▸ **WHAT THE TASK REQUIRES**
Please output every record exactly, keeping each line as it is.

*** Opening MATERIAL FOR THIS EXERCISE ***

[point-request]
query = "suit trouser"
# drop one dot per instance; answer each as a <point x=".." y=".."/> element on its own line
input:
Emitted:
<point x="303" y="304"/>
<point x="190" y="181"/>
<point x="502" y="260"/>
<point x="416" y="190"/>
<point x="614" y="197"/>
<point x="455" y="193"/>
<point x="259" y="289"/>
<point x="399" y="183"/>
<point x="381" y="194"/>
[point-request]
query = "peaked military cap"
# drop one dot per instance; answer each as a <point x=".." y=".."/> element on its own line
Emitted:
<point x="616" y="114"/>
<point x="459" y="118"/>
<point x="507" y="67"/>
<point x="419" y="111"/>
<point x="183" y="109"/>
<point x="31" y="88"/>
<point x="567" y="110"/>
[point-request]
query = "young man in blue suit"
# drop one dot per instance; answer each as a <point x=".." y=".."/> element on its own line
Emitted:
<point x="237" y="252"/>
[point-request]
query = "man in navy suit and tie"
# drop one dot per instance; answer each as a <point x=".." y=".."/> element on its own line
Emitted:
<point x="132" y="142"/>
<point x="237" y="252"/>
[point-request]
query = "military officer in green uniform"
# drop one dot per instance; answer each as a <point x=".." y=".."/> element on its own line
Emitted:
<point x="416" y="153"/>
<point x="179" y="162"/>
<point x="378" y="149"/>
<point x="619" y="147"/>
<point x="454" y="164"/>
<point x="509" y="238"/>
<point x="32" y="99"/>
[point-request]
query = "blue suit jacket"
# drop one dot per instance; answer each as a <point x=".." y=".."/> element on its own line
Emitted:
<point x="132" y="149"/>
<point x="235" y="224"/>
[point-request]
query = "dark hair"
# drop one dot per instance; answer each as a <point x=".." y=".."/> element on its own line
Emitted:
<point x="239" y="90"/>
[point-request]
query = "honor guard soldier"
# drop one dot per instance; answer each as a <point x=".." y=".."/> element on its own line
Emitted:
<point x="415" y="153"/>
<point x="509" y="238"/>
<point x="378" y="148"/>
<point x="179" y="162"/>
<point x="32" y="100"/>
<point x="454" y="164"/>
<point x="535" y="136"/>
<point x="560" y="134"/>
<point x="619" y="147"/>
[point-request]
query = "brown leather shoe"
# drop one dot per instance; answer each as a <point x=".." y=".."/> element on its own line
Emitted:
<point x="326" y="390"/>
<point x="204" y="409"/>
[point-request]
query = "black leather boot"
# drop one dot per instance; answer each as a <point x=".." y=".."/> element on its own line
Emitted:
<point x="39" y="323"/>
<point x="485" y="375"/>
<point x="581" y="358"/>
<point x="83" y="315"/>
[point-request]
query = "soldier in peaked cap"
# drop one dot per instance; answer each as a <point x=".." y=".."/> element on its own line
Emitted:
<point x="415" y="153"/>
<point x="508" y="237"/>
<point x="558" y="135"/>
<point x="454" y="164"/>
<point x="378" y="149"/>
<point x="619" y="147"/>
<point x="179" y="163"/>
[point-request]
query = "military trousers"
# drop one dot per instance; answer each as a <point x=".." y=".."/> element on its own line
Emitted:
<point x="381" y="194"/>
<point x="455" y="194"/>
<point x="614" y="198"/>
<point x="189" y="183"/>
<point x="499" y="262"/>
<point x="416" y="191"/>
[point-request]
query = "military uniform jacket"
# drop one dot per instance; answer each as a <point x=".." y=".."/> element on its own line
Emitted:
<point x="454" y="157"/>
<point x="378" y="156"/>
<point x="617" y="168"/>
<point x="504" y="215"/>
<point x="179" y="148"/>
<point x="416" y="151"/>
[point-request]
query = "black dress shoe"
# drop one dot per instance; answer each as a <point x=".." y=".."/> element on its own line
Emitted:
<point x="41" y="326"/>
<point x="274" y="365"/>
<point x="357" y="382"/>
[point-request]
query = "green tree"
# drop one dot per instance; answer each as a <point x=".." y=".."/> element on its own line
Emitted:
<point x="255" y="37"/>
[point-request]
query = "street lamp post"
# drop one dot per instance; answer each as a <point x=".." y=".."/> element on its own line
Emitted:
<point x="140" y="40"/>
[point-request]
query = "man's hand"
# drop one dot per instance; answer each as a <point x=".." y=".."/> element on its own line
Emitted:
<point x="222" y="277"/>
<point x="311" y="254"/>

*** Closing MATERIAL FOR THIS EXERCISE ***

▸ **OUTPUT**
[point-request]
query = "suit trouser"
# drop one dot per instance; answer each as a <point x=".." y=".."/> element on its own line
input:
Emitted:
<point x="303" y="304"/>
<point x="190" y="181"/>
<point x="502" y="260"/>
<point x="416" y="190"/>
<point x="614" y="197"/>
<point x="455" y="193"/>
<point x="259" y="289"/>
<point x="399" y="183"/>
<point x="381" y="194"/>
[point-request]
query = "peaked military cap"
# drop one dot per instance; answer each as a <point x=".." y=".."/> element on its own line
Emitted:
<point x="616" y="114"/>
<point x="459" y="118"/>
<point x="507" y="67"/>
<point x="419" y="111"/>
<point x="183" y="109"/>
<point x="31" y="88"/>
<point x="567" y="110"/>
[point-request]
query = "young man in blue suit"
# drop one dot per instance; answer each as a <point x=".." y=".."/> element on its own line
Emitted:
<point x="237" y="252"/>
[point-request]
query = "man in navy suit and tie"
# drop one dot per instance; answer each as a <point x=".." y=".."/> element on its own line
Emitted:
<point x="132" y="142"/>
<point x="237" y="252"/>
[point-request]
query = "military officer in green uniform"
# drop one dot per instance; answer each as a <point x=".." y=".."/> element on its own line
Emitted:
<point x="416" y="153"/>
<point x="179" y="162"/>
<point x="378" y="149"/>
<point x="619" y="147"/>
<point x="454" y="164"/>
<point x="509" y="238"/>
<point x="32" y="99"/>
[point-request]
query = "blue suit jacket"
# drop one dot per instance; answer each as a <point x=".." y=".."/> element on its own line
Emitted:
<point x="132" y="149"/>
<point x="235" y="224"/>
[point-request]
query = "dark hair"
# drop one dot per instance; answer each as a <point x=".." y=".."/> element on its own line
Emitted:
<point x="239" y="90"/>
[point-request]
query = "honor guard soldier"
# drop one dot per instance; answer each as a <point x=".." y=".."/> element on its own line
Emitted:
<point x="415" y="153"/>
<point x="509" y="238"/>
<point x="378" y="148"/>
<point x="179" y="162"/>
<point x="32" y="100"/>
<point x="454" y="164"/>
<point x="535" y="136"/>
<point x="560" y="134"/>
<point x="619" y="147"/>
[point-request]
query = "brown leather shoe"
# drop one dot per instance; answer each as a <point x=".." y=".."/> element on its own line
Emitted:
<point x="326" y="390"/>
<point x="204" y="409"/>
[point-request]
query = "black leather boot"
# drop one dot per instance; answer each as a <point x=".." y=".."/> element on its own line
Emitted:
<point x="39" y="323"/>
<point x="485" y="375"/>
<point x="581" y="358"/>
<point x="83" y="315"/>
[point-request]
query = "soldier in peaked cap"
# drop one dot per instance; answer each as a <point x=".." y=".."/> element on its own line
Emitted:
<point x="415" y="153"/>
<point x="508" y="237"/>
<point x="558" y="135"/>
<point x="454" y="164"/>
<point x="378" y="149"/>
<point x="619" y="147"/>
<point x="179" y="163"/>
[point-request]
query = "military trousers"
# drop one dot per instance; answer each as a <point x=".." y=".."/> element on its own line
Emitted:
<point x="381" y="194"/>
<point x="455" y="194"/>
<point x="614" y="198"/>
<point x="189" y="183"/>
<point x="499" y="262"/>
<point x="416" y="191"/>
[point-request]
query = "military uniform jacket"
# drop one dot per instance; answer each as a <point x=".." y=".."/> element on its own line
Emitted:
<point x="454" y="157"/>
<point x="378" y="156"/>
<point x="617" y="168"/>
<point x="504" y="215"/>
<point x="179" y="148"/>
<point x="416" y="151"/>
[point-request]
query = "black dress shoe"
# drop one dot per instance; answer each as a <point x=".." y=".."/> element on its own line
Emitted:
<point x="41" y="326"/>
<point x="274" y="365"/>
<point x="357" y="382"/>
[point-request]
query = "green tree"
# drop one dot per instance; answer each as a <point x=".." y=".."/> element on its own line
Emitted:
<point x="255" y="37"/>
[point-request]
query = "street lamp post"
# drop one dot per instance; answer each as a <point x=".." y=".."/> element on its own line
Emitted:
<point x="140" y="40"/>
[point-request]
query = "man's hand"
# drop one dot per instance; answer each as a <point x=".." y=".."/> element on its own line
Emitted:
<point x="222" y="277"/>
<point x="311" y="254"/>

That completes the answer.